Now follows meditation, the immediate precursor of the rise of Knowledge:
10 Unwavering devotion to Me in single-minded yoga;
Cultivation of solitude and distaste for society;
Verse 11, the last verse of the passage, shows that Knowledge having arisen must be steady, and that it has a goal, namely release.
11 Constancy in Knowledge of the Self,
Keeping in view the purpose of that Knowledge of truth –
The foregoing qualities are themselves called Knowledge: everything else is Ignorance.
The above list of twenty qualities, from Humility to Keeping in View the Purpose of Knowledge, is regarded by Śaṅkara as central. He quotes it in other major works, and here, in his summing up in the commentary to XVIII.55, he refers to it in the standard Sanskrit style as ‘Humility and the others’. But to translate this as ‘qualities like humility’ is not faithful to his text or his thought. It means ‘the twenty qualities beginning with Humility down to Keeping in View the Purpose of Knowledge of Truth.’ The practice of the last two qualities is based on Knowledge, so that the whole group can be loosely called Knowledge.
The next section, verses 12–17, describes what is to be Known. It is the Self absolute, but includes the world-appearance manifested by the māyā trick-of-illusion. So there are apparent contradictions between the level of truth and the level of appearances, as there are contradictions between the world of the stage drama and the world of the actors who project it:
XIII.12 I will declare what is to be known, whose Knowledge gives immortality:
It is the beginningless supreme Brahman, definable neither as existent nor non-existent.

■ Information supplied
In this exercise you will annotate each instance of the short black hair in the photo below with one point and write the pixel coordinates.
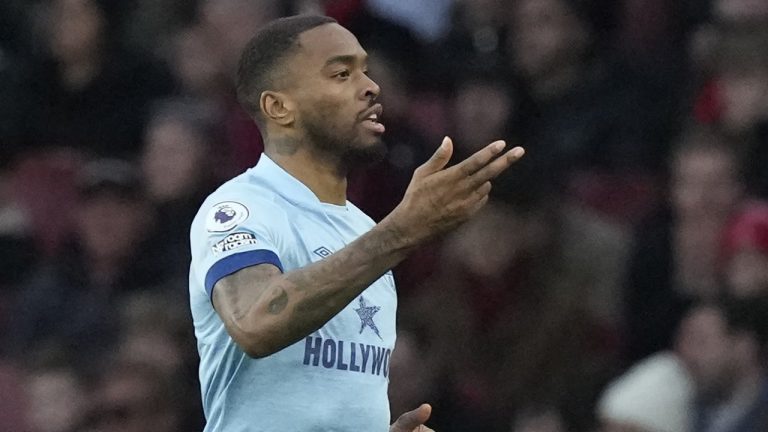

■ What to work on
1. Do the following statements agree with the commentary on Knowledge? For each, answer yes or no and quote the deciding words: (a) The list runs to twenty qualities. (b) Rendering Śaṅkara's phrase as ‘qualities like humility’ is faithful to his text. (c) Verses 12–17 describe what is to be Known.
2. In the commentary on Knowledge, where does Śaṅkara sum up and call the list ‘Humility and the others’?
3. Extend the commentary on Knowledge beyond its final sentence.

■ Answers to the exercise
1.
(a) Yes: "The above list of twenty qualities, from Humility to Keeping in View the Purpose of Knowledge"
(b) No: "But to translate this as ‘qualities like humility’ is not faithful to his text or his thought."
(c) Yes: "The next section, verses 12–17, describes what is to be Known."

2. In his commentary to XVIII.55.

3.
13 With hands and feet on all sides, and eyes, heads and mouths on all sides;
With hearing everywhere, It stands unmoved, ever encompassing all.
14 Seeming to have sense qualities, yet free from all senses,
Apart, yet supporting everything; free from guṇa-s, yet experiencing guṇa-s.
15 Outside of beings, and within them; unmoving, and yet moving;
Subtle and so, hard to realize; both far away and near It is.
16 Undivided, It stands seemingly divided in beings;
It should be known as supporting the beings, and as their consumer and originator.
17 Light of lights, It is said to be beyond darkness: Knowledge, the object of Knowledge, and the goal of Knowledge, It abides in the heart of all.
The contradictory statements bring out the illusory character of the world: ‘unmoving, yet moving’, ‘apart, yet supporting everything’.
There is no direct connection between the world of Elsinore, and the world of the theatre which produces Hamlet. The theatre is not in the same world as the play, yet it supports it. The hero dies, yet does not die. The audience has come to appreciate the acting and suffer a little at the tragedy, yet not so much that it is taken as real. This is the knowledge on which the performance rests.
The Lord sums up in verse 18:
Thus the Field, and also Knowledge, and the object of Knowledge have been briefly declared:
My devotee, on realizing this, becomes what I am.
The final phrase, ‘what I am’, represents the Sanskrit mad-bhāvam, literally ‘my being’. Both here and in other places in the Gītā, Dr Shastri translated this as ‘what I am’. This follows Śaṅkara’s strong assertion that the essence of the individual self is the supreme Lord, ‘as is so clearly taught in the Gītā and all the Upaniṣad-s’.
After this declaration of the final truth, and the means to it, the Gītā comes down to a lower level for those who cannot manage to incorporate it into their experience. It provisionally allows the reality of what happens in the world: Puruṣa the spirit is entangled in Nature, the Field- knower is caught up into attachment for the Field which he experiences.
XIII.21 The spirit, standing in Nature, experiences the guṇa-s born of Nature;
Attachment to the guṇa-s causes his birth into good and evil wombs.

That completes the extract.